**TO BE DONE:**
Report every line in the listing below that contains the string "cabinet", treating uppercase and lowercase as different.

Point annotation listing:
>>>>

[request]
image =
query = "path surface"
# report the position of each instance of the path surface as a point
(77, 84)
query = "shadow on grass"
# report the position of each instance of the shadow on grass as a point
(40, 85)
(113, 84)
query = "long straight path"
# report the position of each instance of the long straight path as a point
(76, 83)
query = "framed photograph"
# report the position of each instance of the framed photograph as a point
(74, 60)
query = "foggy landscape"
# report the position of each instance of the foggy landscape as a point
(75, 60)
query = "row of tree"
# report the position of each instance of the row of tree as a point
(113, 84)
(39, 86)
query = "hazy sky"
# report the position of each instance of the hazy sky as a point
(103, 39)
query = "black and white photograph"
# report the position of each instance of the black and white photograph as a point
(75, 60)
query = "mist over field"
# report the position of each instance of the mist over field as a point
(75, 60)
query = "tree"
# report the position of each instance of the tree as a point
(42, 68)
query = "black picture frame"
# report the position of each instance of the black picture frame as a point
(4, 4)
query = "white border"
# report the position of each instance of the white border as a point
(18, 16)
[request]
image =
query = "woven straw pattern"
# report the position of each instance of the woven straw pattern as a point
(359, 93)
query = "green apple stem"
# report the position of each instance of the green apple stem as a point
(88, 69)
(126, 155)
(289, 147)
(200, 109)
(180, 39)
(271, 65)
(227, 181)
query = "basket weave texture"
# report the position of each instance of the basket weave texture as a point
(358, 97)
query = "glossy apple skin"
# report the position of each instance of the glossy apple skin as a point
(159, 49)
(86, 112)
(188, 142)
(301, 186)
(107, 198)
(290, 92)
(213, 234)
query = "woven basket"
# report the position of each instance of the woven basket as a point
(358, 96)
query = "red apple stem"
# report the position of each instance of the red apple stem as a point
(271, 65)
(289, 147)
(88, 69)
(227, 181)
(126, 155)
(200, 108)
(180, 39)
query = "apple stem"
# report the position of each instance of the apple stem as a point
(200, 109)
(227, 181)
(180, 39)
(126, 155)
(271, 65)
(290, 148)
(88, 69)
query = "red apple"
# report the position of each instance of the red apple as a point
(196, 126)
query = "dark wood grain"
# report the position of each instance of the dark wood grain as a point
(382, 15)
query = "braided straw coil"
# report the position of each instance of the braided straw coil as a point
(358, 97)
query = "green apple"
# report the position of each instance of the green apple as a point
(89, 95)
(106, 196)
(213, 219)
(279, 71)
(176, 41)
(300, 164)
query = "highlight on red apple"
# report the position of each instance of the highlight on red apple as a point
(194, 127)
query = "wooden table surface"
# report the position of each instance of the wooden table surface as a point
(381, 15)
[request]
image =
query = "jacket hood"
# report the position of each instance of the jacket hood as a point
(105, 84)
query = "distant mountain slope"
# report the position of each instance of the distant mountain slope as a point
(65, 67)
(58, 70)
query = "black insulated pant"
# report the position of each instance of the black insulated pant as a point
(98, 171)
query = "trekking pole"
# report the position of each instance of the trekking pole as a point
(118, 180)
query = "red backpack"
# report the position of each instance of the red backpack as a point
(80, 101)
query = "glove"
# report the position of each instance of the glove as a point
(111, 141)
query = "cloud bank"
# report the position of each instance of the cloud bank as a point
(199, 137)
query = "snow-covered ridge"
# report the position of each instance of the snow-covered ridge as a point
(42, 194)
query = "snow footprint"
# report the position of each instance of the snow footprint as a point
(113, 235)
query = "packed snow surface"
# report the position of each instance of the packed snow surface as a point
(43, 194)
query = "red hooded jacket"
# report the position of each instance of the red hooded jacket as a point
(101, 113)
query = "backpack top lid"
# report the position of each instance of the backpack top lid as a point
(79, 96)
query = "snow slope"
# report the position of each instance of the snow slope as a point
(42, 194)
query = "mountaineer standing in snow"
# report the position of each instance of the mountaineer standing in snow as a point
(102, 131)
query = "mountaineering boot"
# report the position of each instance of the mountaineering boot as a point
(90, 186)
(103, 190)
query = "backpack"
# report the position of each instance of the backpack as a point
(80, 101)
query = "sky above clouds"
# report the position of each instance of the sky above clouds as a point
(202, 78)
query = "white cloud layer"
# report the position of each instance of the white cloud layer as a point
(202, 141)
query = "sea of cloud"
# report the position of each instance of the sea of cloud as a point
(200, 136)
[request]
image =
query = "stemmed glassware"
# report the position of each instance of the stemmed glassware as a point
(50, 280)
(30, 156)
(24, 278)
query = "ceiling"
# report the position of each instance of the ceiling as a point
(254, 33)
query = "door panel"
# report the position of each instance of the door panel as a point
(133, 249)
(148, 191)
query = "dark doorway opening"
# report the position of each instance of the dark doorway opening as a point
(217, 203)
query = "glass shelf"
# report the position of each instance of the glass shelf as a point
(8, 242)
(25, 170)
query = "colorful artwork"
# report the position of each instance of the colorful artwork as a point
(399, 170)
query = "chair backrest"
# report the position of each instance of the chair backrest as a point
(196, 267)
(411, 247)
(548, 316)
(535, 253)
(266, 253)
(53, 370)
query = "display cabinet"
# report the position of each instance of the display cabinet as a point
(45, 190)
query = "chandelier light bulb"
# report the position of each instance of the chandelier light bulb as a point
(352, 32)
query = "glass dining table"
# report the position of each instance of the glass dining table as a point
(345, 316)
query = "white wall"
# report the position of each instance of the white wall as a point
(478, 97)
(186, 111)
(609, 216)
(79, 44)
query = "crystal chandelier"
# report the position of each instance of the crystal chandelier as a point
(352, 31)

<<<<

**FINAL RESULT:**
query = "display cabinet"
# report the position of each instance of the display cabinet as a point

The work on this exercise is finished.